**Source passage:**
Citation: European Journal of Endocrinology 163, 4; 10.1530/EJE-10-0466

The most consistent and reliable biochemical feature of Nelson's syndrome is a marked elevation of plasma ACTH, which continues to rise after adrenalectomy. In a comparison of nine patients with Nelson's syndrome and nine patients with Cushing's disease, basal secretion of ACTH was up to six fold higher and volume of pulsatile ACTH secretion was nine fold larger in Nelson's syndrome (27). Surprisingly, ACTH secretion followed a more orderly sequence in Nelson's syndrome compared with Cushing's disease and diurnal variation was maintained (27). The timing of collection of the blood sample for ACTH measurement in relation to the last steroid dose is important: the blood sample should be taken at 0800 h, 20 h following the last dose of glucocorticoid and before the morning dose of glucocorticoid (28). Plasma ACTH is sometimes also measured 2 h following the morning dose of glucocorticoid.

The radiological features of Nelson's syndrome are those of an enlarging pituitary mass. It is imperative that comparisons of pituitary appearances are made with those from a post-TSS scan (26). MRI provides the best imaging modality, with detection of tumours as small as 3 mm. High resolution (3 mm cuts) should be used so that early tumour progression can be identified (26). The onset of Nelson's syndrome has been described as late as 24 years after TBA (15). Therefore, lifelong pituitary imaging should be performed on all patients following TBA treatment of refractory Cushing's disease, and any increase in tumour size in this scenario is significant. The first post-TBA pituitary scan should be performed at 3 months (26). Our Oxford-based practice is to repeat MRI scans at 6-month intervals for 2 years and thereafter yearly, based on the observations that 20% of Nelson's tumours develop in the first year and 35% develop in the first 2 years after TBA (15). This protocol will provide data for future audit.

**Work item A:**
Answer these questions from the Nelson's syndrome passage:
(i) At what clock time should the blood sample for ACTH measurement be taken?
(ii) How small a tumor can MRI detect?
(iii) What percentage of Nelson's tumors develop in the first year after TBA?
**Work item B:** Extract word for word the part of the Nelson's syndrome passage from "The most consistent" to "dose of glucocorticoid.".
Use only the Nelson's syndrome passage to answer.

**Extracted material:**
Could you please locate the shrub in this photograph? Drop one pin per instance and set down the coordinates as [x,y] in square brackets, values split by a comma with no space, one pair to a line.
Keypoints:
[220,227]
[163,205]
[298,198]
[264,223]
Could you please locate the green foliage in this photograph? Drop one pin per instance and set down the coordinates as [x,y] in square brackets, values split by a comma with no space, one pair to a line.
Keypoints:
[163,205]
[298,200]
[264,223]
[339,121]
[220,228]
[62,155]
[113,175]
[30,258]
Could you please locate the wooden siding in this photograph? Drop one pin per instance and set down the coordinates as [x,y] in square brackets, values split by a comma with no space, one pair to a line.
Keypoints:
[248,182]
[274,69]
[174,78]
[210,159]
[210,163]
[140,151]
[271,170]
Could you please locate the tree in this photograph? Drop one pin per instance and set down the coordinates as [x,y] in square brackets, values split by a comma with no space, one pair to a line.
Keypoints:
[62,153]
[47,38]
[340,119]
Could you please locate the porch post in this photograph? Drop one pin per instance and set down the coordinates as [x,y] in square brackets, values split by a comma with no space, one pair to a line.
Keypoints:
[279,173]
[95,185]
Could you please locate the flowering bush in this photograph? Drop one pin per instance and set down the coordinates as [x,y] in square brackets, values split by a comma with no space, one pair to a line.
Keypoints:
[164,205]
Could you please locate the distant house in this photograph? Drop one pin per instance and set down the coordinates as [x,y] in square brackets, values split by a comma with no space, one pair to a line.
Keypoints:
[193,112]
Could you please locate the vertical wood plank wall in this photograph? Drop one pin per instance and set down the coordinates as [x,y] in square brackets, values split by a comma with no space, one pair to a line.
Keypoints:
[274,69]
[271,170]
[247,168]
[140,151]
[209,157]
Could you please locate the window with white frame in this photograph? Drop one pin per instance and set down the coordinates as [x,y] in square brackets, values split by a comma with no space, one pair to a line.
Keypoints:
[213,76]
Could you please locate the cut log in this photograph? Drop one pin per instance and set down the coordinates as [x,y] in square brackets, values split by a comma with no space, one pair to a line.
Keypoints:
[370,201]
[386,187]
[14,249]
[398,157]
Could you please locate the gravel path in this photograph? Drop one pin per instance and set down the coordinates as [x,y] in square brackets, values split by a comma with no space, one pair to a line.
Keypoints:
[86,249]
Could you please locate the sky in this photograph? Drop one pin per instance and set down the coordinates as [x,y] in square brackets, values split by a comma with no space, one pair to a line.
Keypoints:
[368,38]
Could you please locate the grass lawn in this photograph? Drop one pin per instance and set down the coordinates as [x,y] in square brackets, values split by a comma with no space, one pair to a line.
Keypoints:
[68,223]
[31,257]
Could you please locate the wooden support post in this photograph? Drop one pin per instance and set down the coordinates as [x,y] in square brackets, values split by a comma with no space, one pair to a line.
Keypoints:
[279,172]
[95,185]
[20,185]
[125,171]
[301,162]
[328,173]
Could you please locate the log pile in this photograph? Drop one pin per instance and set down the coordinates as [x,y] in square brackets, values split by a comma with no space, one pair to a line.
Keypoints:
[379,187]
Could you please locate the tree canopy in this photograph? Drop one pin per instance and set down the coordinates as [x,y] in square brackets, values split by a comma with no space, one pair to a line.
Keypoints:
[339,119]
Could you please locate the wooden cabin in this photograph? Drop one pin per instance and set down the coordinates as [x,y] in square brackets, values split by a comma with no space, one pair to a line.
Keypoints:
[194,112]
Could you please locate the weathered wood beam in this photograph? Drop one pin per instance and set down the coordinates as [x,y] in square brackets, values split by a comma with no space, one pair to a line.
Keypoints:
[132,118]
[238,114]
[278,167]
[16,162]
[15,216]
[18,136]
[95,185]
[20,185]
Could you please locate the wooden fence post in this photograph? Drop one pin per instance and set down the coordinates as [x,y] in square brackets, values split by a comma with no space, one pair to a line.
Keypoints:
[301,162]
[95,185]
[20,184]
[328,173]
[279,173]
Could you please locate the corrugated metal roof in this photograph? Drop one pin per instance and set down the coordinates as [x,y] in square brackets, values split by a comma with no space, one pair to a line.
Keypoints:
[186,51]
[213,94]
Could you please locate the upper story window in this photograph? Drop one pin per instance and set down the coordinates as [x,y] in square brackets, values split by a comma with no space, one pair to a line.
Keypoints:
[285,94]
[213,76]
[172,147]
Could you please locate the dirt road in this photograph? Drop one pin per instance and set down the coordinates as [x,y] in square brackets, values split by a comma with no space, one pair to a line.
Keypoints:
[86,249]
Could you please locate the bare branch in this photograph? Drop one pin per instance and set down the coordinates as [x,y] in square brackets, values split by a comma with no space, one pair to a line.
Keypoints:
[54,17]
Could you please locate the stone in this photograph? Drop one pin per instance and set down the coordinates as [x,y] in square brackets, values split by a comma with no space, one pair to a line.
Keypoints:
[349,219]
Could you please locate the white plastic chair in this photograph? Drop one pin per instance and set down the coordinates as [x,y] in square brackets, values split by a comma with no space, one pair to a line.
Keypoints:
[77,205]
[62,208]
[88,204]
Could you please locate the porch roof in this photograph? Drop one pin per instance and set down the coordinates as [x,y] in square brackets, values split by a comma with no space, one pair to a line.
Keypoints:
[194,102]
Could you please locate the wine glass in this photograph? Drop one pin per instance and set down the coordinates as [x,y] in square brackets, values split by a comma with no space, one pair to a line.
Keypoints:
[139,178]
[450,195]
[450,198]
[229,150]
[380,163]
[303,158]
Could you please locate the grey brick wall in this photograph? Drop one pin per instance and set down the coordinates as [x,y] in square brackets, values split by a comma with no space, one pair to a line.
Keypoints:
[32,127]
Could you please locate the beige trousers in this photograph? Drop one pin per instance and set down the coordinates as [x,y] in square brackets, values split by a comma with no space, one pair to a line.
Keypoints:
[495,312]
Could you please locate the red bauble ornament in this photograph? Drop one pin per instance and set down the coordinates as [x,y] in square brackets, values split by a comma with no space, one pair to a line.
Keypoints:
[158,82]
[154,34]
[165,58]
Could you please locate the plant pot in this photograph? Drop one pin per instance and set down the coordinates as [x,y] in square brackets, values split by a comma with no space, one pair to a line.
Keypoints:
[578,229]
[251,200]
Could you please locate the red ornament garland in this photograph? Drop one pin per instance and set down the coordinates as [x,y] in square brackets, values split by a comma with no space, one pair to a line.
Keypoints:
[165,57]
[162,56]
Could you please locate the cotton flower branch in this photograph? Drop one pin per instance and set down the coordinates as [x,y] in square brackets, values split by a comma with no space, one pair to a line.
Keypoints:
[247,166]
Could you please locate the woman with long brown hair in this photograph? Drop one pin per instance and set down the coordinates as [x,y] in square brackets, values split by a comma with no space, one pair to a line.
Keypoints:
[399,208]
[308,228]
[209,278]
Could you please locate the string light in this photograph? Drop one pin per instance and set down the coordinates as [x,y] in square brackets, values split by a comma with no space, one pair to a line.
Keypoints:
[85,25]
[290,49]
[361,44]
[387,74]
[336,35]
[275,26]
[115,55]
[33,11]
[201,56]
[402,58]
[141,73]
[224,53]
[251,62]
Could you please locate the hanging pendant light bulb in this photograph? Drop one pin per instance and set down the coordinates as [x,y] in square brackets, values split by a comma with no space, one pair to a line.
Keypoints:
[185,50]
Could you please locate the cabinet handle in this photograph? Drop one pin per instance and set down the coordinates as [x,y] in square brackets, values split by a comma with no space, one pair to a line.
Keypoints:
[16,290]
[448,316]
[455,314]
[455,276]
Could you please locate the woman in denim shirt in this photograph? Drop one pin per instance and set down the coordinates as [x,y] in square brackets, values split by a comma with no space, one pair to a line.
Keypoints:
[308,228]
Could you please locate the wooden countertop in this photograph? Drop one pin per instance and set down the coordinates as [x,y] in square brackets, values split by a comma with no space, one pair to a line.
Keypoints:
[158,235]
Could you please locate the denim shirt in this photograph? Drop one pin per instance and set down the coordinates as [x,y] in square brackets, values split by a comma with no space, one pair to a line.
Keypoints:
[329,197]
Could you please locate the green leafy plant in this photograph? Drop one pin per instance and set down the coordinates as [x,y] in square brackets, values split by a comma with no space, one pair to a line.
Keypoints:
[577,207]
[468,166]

==

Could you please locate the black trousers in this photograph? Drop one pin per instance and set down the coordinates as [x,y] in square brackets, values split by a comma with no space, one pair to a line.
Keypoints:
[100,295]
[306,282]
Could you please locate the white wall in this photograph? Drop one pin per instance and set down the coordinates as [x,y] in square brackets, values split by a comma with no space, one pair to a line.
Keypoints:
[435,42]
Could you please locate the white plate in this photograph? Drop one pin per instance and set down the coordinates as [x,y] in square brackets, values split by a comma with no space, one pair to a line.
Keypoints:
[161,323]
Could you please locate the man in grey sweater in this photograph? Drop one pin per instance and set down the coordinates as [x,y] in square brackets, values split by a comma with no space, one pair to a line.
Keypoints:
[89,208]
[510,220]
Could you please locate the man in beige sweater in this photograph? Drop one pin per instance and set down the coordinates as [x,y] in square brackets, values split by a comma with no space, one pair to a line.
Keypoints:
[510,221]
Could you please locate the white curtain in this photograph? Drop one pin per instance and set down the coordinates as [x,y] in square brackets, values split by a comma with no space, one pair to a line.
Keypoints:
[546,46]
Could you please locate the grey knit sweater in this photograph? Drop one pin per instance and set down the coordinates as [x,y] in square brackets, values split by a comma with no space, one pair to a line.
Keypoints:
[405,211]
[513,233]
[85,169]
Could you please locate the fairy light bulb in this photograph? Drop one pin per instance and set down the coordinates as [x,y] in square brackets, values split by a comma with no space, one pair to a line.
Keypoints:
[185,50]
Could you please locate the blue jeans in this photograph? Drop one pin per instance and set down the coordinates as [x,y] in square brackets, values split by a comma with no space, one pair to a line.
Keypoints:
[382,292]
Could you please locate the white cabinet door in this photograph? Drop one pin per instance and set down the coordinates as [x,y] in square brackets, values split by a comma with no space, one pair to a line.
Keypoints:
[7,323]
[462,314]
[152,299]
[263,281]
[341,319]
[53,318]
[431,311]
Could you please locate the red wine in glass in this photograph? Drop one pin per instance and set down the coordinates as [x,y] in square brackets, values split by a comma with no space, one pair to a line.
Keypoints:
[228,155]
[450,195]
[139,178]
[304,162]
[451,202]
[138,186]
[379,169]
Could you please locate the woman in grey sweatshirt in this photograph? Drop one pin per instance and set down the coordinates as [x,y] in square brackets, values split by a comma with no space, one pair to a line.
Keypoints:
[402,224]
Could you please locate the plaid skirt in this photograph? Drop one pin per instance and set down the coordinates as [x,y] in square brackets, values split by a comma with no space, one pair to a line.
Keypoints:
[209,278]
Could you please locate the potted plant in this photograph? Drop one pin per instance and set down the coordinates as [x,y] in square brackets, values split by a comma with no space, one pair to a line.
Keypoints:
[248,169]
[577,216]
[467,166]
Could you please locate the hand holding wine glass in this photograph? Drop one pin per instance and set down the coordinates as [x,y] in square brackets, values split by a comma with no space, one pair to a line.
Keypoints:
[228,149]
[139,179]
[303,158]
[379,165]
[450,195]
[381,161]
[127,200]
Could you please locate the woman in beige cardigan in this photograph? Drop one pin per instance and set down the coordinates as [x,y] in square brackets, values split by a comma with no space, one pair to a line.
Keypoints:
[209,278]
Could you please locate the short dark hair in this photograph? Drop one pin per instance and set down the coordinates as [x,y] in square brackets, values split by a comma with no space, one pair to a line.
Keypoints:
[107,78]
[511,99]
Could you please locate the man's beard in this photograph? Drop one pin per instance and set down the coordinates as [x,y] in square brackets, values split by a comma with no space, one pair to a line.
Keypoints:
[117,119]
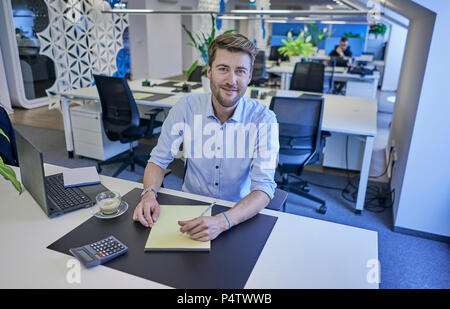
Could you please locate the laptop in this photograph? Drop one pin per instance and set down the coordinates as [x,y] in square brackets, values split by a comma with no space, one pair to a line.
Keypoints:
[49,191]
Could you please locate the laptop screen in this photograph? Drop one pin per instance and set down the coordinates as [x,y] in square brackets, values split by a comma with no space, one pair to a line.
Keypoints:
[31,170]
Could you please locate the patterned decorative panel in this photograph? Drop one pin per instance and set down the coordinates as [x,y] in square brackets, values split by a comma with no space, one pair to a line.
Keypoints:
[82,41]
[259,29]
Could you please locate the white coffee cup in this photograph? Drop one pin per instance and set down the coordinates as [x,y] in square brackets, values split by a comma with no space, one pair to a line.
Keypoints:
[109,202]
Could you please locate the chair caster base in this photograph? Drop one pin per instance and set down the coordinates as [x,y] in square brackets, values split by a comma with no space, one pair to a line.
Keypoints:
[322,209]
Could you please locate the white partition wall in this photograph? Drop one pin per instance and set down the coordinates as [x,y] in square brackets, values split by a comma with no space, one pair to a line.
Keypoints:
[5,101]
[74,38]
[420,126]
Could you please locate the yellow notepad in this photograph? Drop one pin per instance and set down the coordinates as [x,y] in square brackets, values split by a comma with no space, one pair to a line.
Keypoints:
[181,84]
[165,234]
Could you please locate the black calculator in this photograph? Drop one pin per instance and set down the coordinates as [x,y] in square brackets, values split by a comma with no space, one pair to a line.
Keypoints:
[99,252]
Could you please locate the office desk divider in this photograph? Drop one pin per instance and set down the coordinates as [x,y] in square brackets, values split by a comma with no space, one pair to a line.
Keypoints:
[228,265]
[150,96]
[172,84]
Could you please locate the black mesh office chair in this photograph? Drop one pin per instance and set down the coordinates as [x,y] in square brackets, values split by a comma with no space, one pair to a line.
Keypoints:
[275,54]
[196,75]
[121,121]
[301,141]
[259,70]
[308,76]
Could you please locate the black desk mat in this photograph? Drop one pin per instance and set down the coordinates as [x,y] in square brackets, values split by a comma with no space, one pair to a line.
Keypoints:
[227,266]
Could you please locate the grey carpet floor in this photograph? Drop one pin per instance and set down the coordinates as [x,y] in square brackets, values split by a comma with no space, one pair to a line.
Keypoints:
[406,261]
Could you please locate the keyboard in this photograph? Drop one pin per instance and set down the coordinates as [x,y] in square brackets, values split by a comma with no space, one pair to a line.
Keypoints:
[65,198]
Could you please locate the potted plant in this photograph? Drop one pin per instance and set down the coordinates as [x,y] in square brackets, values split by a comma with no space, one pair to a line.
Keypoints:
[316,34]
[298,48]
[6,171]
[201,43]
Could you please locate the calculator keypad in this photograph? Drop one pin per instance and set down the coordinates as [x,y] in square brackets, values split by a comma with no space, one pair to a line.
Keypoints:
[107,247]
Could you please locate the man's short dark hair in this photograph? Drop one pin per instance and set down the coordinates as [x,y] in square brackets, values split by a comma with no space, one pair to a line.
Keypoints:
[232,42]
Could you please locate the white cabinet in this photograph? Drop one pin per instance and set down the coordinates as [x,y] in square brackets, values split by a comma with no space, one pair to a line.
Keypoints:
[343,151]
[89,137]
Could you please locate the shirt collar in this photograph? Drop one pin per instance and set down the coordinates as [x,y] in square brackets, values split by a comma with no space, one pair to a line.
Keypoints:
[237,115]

**Task output A:**
(i) 0800 h
(ii) As small as 3 mm
(iii) 20%

**Task output B:**
The most consistent and reliable biochemical feature of Nelson's syndrome is a marked elevation of plasma ACTH, which continues to rise after adrenalectomy. In a comparison of nine patients with Nelson's syndrome and nine patients with Cushing's disease, basal secretion of ACTH was up to six fold higher and volume of pulsatile ACTH secretion was nine fold larger in Nelson's syndrome (27). Surprisingly, ACTH secretion followed a more orderly sequence in Nelson's syndrome compared with Cushing's disease and diurnal variation was maintained (27). The timing of collection of the blood sample for ACTH measurement in relation to the last steroid dose is important: the blood sample should be taken at 0800 h, 20 h following the last dose of glucocorticoid and before the morning dose of glucocorticoid (28). Plasma ACTH is sometimes also measured 2 h following the morning dose of glucocorticoid.